> _抽出テキスト_:
▬▬▬▬▬▬▬▬▬▬

そろそろ、クライマックスに差し掛かりました。
東高校招待バスケです。
実は、春の県大会予選での本庄西が児玉を破ったことは、もちろん他のチームが知っていましたが、その勝ち方も各チームの監督は知っていました。さすが本庄西だねと言われました。児玉に勝つ方法があったんだと。
それで、この東高校の大会から他のチームが本庄西と同じことをやり始めたのです。打たれだしたら誰もが打てる大リーグボールではないですが、弱点を見つけられたら、みんながそこを突いてくるという形になりました。
しかし、その戦法は他のチームではだめでした。私もそんなに下手ではありません。他のチームでは、私を抑えようとしても、私が楽々振り切って、シュートを決めてしまいます。やはり、その戦法を編み出した本庄西はただあみだしただけでなく、プレーのレベルが高いのです。もしかすると、H君はディフェンスの一番うまい選手だったのかもしれません。

▬▬▬▬▬▬▬▬▬▬

> _提供資料_:
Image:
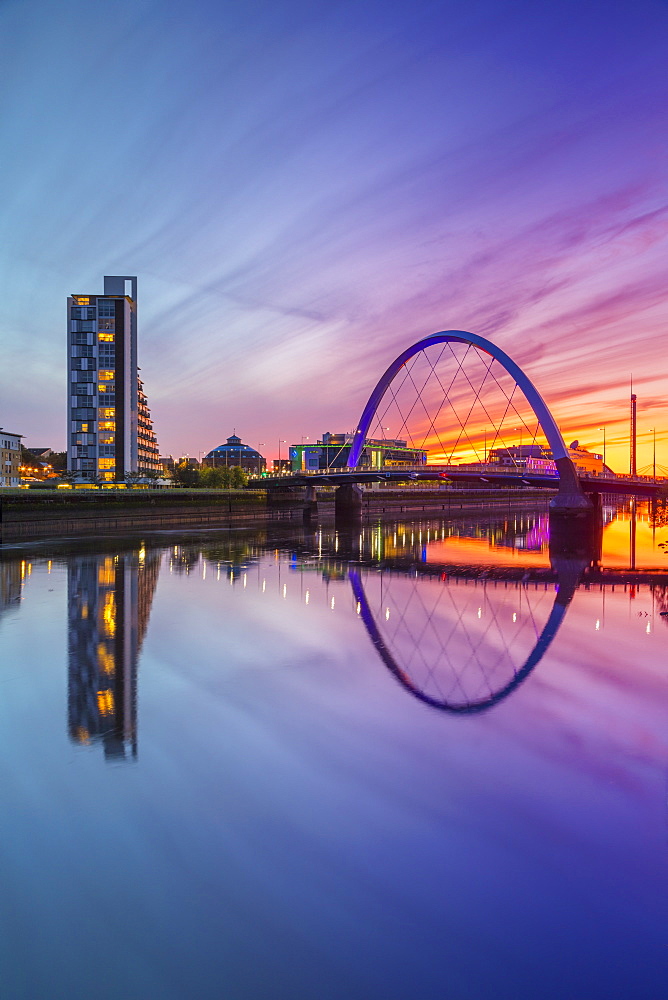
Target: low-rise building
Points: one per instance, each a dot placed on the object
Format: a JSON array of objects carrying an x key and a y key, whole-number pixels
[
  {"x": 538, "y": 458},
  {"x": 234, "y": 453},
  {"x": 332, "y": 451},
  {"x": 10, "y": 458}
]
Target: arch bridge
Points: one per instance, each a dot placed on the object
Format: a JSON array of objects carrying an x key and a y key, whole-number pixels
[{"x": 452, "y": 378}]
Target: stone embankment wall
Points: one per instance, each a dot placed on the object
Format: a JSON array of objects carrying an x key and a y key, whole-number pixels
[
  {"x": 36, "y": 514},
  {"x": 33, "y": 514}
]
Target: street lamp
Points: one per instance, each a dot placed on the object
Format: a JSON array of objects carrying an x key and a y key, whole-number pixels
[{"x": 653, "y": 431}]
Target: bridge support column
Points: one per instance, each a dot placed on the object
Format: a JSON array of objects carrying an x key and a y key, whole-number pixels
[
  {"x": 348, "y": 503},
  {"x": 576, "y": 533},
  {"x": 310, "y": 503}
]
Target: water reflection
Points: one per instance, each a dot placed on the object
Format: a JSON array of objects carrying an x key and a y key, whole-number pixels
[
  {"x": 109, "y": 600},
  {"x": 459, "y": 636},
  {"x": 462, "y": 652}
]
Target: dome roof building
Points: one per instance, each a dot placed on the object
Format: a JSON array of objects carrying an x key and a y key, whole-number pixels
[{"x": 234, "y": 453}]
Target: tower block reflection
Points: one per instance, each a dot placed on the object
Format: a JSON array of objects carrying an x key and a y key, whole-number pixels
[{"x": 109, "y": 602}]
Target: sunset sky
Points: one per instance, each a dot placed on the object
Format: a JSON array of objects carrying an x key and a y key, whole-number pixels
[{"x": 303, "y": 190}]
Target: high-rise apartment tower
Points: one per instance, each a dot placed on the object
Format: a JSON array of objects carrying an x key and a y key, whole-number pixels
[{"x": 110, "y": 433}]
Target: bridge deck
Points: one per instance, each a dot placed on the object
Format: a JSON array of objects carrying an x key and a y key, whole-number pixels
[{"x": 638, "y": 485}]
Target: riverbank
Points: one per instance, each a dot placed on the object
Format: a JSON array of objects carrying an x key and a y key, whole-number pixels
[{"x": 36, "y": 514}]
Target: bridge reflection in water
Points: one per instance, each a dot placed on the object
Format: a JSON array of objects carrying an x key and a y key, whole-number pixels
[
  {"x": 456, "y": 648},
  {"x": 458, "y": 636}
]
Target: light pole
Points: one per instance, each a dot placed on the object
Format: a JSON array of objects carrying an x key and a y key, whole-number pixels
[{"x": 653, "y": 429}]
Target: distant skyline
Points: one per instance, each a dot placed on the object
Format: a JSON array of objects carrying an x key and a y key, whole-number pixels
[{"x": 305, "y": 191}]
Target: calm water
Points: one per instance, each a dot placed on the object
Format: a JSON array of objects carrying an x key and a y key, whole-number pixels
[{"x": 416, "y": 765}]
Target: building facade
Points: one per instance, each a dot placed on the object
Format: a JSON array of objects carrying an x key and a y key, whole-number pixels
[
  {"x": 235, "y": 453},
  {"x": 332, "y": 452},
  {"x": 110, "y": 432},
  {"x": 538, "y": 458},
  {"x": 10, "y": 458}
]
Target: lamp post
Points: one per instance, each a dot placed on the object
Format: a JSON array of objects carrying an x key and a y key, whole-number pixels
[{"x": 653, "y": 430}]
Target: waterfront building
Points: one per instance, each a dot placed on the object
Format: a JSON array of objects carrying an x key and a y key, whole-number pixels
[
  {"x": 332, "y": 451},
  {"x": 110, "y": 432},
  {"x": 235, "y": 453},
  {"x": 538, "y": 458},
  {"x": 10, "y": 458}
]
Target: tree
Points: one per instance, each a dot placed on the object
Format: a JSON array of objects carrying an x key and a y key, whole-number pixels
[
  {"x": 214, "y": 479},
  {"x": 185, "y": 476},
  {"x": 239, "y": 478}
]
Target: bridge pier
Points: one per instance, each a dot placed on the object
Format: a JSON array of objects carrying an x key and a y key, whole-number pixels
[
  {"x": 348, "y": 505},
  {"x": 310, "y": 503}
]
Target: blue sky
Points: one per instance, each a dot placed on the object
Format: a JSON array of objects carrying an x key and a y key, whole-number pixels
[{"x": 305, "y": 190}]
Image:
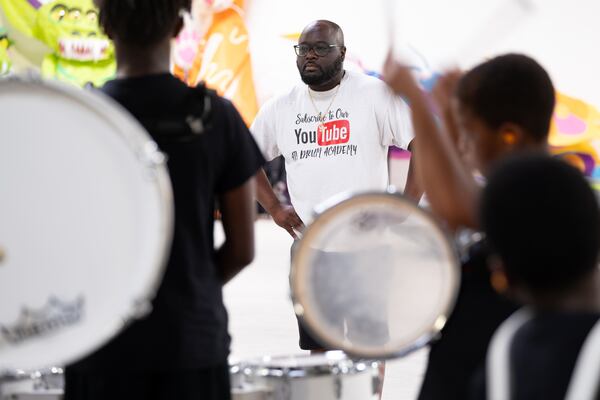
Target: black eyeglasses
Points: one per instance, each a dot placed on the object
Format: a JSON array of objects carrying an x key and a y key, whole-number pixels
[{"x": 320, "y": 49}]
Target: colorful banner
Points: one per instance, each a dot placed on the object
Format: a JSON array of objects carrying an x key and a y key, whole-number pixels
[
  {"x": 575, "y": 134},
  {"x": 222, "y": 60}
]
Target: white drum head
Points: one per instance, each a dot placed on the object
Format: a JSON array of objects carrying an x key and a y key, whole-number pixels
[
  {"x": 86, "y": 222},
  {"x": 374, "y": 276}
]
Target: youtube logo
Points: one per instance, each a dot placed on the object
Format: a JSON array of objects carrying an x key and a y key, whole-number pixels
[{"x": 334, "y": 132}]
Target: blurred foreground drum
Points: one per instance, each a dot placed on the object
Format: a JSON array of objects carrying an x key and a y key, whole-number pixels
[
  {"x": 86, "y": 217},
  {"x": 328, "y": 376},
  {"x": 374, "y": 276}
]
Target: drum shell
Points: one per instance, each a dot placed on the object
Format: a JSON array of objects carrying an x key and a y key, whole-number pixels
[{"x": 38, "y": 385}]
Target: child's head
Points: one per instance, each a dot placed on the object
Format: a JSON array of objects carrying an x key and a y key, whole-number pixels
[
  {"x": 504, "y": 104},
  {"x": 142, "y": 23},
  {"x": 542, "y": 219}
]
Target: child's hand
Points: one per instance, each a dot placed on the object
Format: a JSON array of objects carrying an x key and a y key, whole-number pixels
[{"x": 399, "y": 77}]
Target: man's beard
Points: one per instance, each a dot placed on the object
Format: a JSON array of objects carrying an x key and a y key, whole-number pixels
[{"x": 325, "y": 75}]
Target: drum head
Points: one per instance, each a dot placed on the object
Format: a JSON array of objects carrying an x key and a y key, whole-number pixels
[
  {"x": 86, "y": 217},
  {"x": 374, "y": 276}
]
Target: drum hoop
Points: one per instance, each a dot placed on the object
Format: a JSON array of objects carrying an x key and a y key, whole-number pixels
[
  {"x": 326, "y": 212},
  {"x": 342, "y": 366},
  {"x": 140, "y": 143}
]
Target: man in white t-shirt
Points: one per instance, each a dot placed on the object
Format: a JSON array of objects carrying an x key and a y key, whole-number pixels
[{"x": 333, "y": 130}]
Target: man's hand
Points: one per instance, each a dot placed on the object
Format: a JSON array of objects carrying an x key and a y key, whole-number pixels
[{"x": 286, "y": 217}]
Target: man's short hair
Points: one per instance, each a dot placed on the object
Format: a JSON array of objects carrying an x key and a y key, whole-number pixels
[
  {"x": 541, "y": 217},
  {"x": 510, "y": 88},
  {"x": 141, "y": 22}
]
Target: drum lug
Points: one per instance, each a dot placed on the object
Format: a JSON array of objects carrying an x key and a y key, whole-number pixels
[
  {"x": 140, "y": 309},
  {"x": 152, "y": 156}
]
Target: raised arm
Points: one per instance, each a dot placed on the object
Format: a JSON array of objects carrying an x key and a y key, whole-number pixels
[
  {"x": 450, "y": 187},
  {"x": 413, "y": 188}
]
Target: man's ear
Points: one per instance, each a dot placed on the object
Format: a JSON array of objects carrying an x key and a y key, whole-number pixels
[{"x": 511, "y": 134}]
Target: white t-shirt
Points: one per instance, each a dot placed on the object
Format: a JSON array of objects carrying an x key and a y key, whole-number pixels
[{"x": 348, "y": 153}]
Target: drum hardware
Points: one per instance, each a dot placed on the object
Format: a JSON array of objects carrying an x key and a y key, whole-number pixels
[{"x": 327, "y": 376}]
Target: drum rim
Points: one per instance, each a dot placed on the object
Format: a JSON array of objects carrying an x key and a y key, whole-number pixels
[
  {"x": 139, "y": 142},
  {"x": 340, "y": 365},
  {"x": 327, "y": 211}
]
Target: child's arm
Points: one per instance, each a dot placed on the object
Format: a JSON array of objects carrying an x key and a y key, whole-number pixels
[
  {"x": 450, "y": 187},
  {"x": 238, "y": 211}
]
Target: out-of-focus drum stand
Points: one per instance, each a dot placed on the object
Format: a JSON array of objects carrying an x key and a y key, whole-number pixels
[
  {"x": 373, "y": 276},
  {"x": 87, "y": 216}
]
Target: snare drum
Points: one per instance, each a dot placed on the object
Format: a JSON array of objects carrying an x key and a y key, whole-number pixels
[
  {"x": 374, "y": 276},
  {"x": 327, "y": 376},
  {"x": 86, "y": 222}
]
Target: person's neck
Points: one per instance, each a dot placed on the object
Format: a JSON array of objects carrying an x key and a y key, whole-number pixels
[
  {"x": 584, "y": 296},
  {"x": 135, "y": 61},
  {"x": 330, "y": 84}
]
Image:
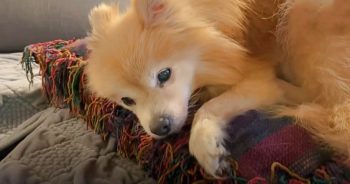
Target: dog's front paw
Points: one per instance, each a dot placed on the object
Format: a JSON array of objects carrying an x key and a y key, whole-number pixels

▬▬▬▬▬▬▬▬▬▬

> _やること_:
a. 抽出テキストでは、春の県大会予選で児玉を破ったのはどのチームですか？
b. 抽出テキストのうち、「そろそろ、クライマックスに差し掛かりました。」を含む語句で始まり「てくるという形になりました。」で終わる部分を、一字も変えずに返してください。

> _練習問題の解答_:
a. 本庄西です。

b.
そろそろ、クライマックスに差し掛かりました。
東高校招待バスケです。
実は、春の県大会予選での本庄西が児玉を破ったことは、もちろん他のチームが知っていましたが、その勝ち方も各チームの監督は知っていました。さすが本庄西だねと言われました。児玉に勝つ方法があったんだと。
それで、この東高校の大会から他のチームが本庄西と同じことをやり始めたのです。打たれだしたら誰もが打てる大リーグボールではないですが、弱点を見つけられたら、みんながそこを突いてくるという形になりました。